Saturday, March 15, 2014

Mavi Yasemin (Blue Jasmine)






    Deliliğe övgü anasını satayım!








Akademi ödüllerinin bir sinemasever için önemi çok büyüktür. Sinemanın bir endüstri olarak algılanmasına, değerinin kazandığı heykelciklerle ölçülmesine sebebiyet verse de her sene Mart ayını iple çekmemizi sağlayan bir etkinliktir Oscar Ödül Töreni.

Kırmızı halı yürüyüş tandansından, kazananların konuşmalarına, kaybedenlerin hayıflanışına kadar uzanan bu gösteri dünyasının en önemli etkinliği sağolsun, törende ödül kazanmış filmler tekrar gösterim şansı kazanırlar sinemada.

Problem -
Lütfen Mavi Yasemin filmi üzerine yazının devamını, son cümlesinden sonra başlayarak yazın. Kayıtlar başka bir kaynaktan alınmıştır.

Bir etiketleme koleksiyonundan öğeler
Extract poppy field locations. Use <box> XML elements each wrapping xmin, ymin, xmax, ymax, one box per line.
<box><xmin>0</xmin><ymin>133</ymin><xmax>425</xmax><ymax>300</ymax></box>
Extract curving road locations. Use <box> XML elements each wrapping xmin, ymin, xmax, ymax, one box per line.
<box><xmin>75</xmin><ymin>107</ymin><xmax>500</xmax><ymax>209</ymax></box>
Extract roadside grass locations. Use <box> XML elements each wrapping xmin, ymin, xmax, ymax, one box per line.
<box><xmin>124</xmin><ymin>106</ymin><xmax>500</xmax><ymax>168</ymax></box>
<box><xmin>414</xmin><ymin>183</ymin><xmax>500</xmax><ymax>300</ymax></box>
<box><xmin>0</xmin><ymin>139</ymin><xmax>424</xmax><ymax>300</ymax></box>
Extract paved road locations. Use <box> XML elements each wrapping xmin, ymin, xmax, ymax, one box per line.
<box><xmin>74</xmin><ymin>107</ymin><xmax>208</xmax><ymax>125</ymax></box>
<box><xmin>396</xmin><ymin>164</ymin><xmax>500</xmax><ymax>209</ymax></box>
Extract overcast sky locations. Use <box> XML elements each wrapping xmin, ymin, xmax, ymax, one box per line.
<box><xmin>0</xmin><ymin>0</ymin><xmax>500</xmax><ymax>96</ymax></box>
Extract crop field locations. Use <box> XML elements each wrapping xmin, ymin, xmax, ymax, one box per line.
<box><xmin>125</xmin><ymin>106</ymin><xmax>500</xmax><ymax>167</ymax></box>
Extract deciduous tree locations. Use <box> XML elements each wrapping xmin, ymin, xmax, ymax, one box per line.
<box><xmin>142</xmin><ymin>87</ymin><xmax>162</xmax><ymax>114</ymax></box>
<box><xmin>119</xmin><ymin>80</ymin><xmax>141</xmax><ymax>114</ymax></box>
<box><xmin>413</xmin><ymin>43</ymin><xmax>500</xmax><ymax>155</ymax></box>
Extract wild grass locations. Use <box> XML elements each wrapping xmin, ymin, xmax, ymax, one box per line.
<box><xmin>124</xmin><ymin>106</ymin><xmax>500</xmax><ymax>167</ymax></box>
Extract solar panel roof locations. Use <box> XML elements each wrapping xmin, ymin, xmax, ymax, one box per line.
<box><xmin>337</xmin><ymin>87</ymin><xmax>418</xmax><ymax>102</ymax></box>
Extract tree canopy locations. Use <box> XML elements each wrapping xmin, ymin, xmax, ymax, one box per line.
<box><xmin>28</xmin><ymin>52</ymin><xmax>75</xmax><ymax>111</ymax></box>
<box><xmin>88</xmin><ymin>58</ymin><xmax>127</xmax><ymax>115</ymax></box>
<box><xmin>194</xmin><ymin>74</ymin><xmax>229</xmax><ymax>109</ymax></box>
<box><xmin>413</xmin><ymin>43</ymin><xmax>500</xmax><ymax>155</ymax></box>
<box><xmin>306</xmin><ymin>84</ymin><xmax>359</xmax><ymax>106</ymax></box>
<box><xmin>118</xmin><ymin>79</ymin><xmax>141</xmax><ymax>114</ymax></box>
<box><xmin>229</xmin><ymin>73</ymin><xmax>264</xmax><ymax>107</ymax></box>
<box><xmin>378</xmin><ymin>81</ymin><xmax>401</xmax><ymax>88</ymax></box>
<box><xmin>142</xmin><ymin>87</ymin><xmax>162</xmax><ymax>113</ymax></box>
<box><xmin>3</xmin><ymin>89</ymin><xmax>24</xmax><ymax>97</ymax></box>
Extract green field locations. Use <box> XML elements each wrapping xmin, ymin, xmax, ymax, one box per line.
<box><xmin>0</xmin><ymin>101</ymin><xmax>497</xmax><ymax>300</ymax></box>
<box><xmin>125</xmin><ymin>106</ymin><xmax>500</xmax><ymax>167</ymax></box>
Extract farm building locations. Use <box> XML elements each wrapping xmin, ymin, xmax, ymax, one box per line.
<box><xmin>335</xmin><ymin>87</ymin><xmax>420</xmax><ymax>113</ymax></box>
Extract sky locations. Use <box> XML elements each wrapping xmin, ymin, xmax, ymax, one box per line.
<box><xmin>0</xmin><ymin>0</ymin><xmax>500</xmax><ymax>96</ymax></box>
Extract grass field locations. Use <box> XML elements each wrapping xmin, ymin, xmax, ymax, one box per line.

Alıştırma çıktısı -
Mavi Yasemin de Cate Blanchett'ın kazandığı En İyi Kadın Oyuncu ödülü vesilesiyle tekrar vizyona girdi ve gidip izleme şerefine eriştim. Daha ne kadar gösterimde kalır, şimdiye kadar bir şekilde izlememiş olanlarınız varsa yetişebilirler mi bilemiyorum. 

Bir fırsatını bulabilirseniz gidin, kadın oynamış.

Woody Allen'ın son yıllarda çektiği en iyi filmi olarak gösterilen Mavi Yasemin'in hikayesi yönetmene ait olsa da; altı çizilmemiş olarak, Tenesse Williams'ın yazmış olduğu bir oyun olan A Streetcar Named Desire'dan esinlenilmiş gibi duruyor. Bahsi geçen oyunun, Broadway showlarından sinemaya, oradan da TV şovlarına uyarlanmış bir çok versiyonu bulunmakta. Woody her ne hikmetse hikayeyi bir kez daha kendince yorumlayıp sinemaseverlerle buluşturma ihtiyacı duymuş.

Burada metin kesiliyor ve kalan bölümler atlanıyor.